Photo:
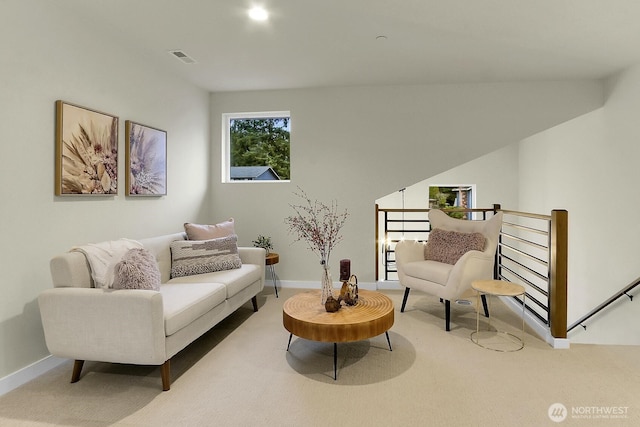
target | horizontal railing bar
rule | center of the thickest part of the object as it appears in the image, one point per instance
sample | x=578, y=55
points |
x=525, y=228
x=524, y=254
x=530, y=270
x=525, y=241
x=528, y=282
x=526, y=214
x=407, y=231
x=529, y=297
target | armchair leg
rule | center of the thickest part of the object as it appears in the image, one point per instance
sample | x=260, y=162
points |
x=484, y=305
x=77, y=369
x=404, y=300
x=447, y=314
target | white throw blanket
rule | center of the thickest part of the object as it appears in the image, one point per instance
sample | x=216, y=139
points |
x=104, y=256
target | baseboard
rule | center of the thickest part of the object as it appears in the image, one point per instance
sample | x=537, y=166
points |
x=28, y=373
x=539, y=328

****************

-- Written task --
Format every line of the listing above as a JSON list of strings, one string per line, with blank lines omitted and the picture left out.

-- Answer to this problem --
[
  "Photo:",
  "target | horizontal railing bar",
  "rule | center of the thickest part of the object as it appears in the image, one point per instance",
  "sample | x=578, y=55",
  "points |",
  "x=525, y=228",
  "x=524, y=254",
  "x=530, y=270",
  "x=525, y=241",
  "x=528, y=282",
  "x=526, y=214",
  "x=407, y=231",
  "x=529, y=297",
  "target | armchair leg",
  "rule | center of the thickest part of the object as it appears in the image, one point per instance",
  "sample | x=260, y=162",
  "points |",
  "x=484, y=305",
  "x=77, y=369",
  "x=404, y=300",
  "x=447, y=314",
  "target | white throw blanket",
  "rule | center of the thickest part of the object as it appears in the image, one point per instance",
  "sample | x=216, y=139",
  "points |",
  "x=104, y=256",
  "target | baseboard",
  "rule | center of the thickest part of the object as it appears in the image, one point per instance",
  "sample | x=537, y=166",
  "points |",
  "x=28, y=373",
  "x=539, y=328"
]